* WHAT YOU SHOULD DO *
The stretch wanted below opens at the line containing "Where exactly is the wooden cabin" and closes at the line containing "Where exactly is the deck". Please return it exactly, with no other lines.

* Stored entries *
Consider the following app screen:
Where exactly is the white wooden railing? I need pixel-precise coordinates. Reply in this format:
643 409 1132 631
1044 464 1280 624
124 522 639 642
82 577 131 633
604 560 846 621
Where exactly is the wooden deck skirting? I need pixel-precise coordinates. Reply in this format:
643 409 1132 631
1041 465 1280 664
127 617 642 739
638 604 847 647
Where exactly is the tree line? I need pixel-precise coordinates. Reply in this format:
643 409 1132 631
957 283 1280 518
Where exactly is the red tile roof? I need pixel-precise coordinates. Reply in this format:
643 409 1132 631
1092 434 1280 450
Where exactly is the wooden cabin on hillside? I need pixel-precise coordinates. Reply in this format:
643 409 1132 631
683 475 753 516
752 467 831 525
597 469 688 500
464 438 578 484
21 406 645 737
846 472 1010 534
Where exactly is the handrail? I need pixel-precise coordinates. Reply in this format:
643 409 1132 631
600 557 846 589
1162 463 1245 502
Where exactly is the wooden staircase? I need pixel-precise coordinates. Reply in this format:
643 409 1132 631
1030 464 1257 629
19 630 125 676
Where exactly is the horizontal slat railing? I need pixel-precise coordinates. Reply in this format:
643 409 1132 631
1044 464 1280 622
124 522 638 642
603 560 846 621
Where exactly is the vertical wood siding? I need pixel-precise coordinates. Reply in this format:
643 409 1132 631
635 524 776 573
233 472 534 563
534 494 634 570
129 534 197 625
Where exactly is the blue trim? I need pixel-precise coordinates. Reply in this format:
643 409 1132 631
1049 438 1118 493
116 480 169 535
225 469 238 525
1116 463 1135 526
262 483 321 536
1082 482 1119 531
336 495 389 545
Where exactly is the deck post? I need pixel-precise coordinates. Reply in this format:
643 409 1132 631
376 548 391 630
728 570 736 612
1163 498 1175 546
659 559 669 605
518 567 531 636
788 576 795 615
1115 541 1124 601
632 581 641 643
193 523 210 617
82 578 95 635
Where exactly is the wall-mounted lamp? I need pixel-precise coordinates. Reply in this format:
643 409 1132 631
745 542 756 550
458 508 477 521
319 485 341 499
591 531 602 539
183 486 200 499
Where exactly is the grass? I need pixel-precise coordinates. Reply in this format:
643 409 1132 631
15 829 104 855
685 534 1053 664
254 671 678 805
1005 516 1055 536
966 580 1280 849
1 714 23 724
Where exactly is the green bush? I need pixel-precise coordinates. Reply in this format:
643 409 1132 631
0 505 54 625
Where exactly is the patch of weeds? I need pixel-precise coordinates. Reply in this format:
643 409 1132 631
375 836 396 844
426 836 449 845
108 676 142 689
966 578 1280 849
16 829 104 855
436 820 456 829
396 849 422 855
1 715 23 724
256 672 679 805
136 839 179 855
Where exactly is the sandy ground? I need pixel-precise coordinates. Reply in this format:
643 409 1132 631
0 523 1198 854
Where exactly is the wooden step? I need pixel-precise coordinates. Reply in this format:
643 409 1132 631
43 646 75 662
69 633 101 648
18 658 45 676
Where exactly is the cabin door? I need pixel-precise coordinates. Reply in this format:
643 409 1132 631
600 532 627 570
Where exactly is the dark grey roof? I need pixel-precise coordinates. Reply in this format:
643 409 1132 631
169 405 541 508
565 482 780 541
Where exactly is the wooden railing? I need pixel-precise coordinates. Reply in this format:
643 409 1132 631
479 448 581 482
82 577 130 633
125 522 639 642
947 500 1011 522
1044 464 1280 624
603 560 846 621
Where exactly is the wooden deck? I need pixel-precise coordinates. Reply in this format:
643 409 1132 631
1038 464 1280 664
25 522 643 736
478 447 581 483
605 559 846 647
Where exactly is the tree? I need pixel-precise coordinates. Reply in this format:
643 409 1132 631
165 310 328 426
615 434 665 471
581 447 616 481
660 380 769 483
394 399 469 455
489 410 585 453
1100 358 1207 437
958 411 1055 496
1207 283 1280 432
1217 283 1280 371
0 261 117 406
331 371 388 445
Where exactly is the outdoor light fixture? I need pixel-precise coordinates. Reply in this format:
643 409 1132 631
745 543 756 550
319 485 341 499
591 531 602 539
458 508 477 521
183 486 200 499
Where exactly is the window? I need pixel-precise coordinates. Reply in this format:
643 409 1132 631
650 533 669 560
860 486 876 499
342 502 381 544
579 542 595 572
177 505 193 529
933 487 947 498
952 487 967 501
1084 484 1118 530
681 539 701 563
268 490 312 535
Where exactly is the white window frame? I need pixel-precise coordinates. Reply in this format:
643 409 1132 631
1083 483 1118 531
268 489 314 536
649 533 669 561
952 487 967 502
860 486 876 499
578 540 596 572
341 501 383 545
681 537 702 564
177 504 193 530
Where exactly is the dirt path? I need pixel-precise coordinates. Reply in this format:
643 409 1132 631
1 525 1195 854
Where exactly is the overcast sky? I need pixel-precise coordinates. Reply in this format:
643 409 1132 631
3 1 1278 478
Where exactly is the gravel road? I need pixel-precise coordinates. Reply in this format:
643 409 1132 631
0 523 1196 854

* WRITTEN RESPONSE *
Where exactly is the wooden cabin on hillside? I need pixel-precise coordinates. Reply in this format:
643 409 1132 631
683 475 753 516
752 467 831 525
597 469 688 500
464 438 578 484
21 406 645 737
846 472 1010 534
Where exactly is the handrail? I need pixel-precise coordinates. Reply in this format:
643 409 1132 631
600 557 846 589
1162 463 1245 502
Where exactly is the wooden staircase? I need pixel-precise coordinates. Reply in this format:
643 409 1132 631
1030 464 1257 629
19 630 125 676
Where exactly is the horizontal slat railing? I need pixel-precise coordinates. Reply in this format:
643 409 1132 631
1044 464 1280 622
124 522 638 642
603 560 846 621
Where exactly is the vertical wood siding? I need pixel-precise coordinates. Reply in this format:
643 409 1132 631
635 524 776 573
233 472 534 563
534 494 634 570
129 534 197 625
Where exactly is the blue trim? I need pixel-precise coordinates. Reply in this format:
643 409 1132 631
1049 438 1118 493
116 480 169 535
225 469 238 525
1116 463 1135 526
262 483 321 536
1082 482 1119 531
336 495 389 545
Where exactly is the deck post? I need pixel-precise coordinates. Reply in this format:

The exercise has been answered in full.